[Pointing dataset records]
· · · · ·
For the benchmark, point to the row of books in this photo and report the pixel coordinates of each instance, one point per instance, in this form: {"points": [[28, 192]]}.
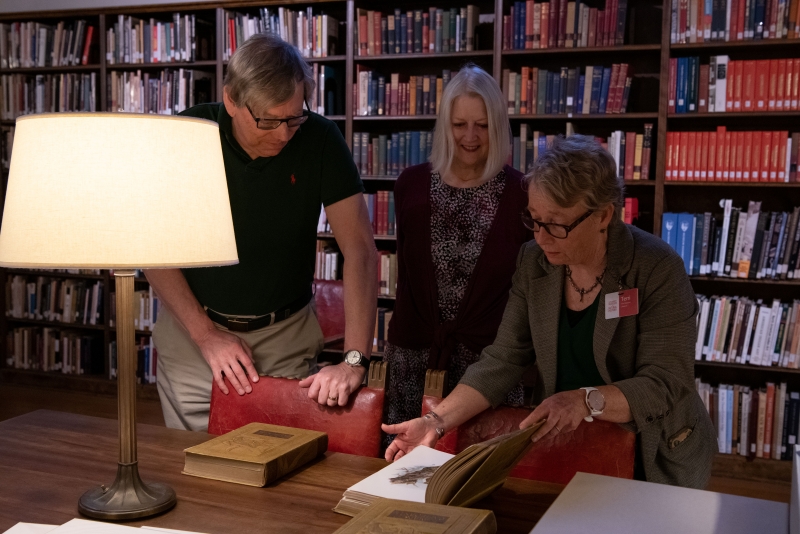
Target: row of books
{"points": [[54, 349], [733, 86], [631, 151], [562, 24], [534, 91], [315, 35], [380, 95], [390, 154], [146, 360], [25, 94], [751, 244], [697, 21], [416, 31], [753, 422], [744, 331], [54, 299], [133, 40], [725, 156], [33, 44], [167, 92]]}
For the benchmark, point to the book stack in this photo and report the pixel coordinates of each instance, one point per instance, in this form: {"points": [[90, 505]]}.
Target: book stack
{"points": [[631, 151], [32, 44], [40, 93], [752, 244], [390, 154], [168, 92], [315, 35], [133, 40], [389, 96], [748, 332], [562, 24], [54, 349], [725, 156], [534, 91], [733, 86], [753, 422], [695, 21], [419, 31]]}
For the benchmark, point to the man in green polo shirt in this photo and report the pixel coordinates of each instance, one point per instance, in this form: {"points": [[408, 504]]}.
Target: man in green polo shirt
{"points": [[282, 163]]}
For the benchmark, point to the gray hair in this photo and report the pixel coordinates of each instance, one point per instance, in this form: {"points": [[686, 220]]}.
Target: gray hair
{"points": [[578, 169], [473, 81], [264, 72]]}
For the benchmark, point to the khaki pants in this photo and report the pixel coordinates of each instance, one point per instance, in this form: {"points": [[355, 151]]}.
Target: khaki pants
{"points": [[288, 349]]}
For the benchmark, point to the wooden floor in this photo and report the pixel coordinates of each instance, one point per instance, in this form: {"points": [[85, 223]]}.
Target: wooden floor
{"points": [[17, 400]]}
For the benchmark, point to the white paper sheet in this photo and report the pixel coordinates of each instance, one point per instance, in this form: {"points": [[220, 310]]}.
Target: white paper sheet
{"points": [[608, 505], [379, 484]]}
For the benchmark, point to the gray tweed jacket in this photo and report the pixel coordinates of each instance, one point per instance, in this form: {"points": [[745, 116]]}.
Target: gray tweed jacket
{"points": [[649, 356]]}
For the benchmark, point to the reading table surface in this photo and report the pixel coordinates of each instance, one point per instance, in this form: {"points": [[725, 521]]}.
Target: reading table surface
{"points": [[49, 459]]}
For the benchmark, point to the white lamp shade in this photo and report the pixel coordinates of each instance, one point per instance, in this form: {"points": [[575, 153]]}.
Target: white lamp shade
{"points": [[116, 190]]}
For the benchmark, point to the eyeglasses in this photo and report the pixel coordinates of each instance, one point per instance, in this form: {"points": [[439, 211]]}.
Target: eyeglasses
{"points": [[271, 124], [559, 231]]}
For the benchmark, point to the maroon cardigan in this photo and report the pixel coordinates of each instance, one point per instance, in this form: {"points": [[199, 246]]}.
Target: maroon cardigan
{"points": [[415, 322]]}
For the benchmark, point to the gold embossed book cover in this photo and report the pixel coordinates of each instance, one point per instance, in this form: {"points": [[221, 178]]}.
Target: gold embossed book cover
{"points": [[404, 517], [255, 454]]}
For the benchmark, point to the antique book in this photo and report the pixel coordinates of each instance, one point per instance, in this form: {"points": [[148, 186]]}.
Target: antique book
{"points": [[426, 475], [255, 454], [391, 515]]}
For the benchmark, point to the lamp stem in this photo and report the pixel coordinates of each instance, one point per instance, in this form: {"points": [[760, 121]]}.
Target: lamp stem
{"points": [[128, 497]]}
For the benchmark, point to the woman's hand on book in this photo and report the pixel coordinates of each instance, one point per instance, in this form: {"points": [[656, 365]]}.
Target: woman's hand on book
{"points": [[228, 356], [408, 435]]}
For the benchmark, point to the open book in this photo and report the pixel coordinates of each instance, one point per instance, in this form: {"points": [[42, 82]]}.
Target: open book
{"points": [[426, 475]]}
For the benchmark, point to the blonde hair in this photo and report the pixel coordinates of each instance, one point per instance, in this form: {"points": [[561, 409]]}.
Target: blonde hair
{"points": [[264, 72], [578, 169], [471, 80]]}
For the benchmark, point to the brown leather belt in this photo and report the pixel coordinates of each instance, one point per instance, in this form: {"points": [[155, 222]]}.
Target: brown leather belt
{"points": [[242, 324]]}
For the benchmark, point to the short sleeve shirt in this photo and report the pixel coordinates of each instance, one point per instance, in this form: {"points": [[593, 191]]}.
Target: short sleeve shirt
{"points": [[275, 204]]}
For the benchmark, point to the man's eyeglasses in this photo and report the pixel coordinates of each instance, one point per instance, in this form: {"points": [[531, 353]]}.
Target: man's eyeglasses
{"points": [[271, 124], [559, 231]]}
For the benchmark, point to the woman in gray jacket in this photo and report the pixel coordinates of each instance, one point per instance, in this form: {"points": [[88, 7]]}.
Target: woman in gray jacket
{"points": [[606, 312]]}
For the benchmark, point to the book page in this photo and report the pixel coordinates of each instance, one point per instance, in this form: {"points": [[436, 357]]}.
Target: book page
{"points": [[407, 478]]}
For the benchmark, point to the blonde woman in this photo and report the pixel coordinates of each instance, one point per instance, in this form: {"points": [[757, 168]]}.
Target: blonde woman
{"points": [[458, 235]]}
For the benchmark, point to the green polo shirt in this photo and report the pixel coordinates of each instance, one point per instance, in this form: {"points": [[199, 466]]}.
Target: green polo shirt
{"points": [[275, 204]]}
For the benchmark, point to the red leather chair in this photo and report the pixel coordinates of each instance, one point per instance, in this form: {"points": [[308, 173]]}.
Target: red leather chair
· · · · ·
# TASK GOAL
Lay out as a numbered list everything in the data above, from the very start down to the line containing "Target: row of books", leaving out blank lines and any pictures.

# WRITTEN REPLY
1. For the benchmark, point to the row of books in this photo and report the pixel coordinates of each instance, one point per instance, in this form: {"points": [[28, 192]]}.
2. Target: row of books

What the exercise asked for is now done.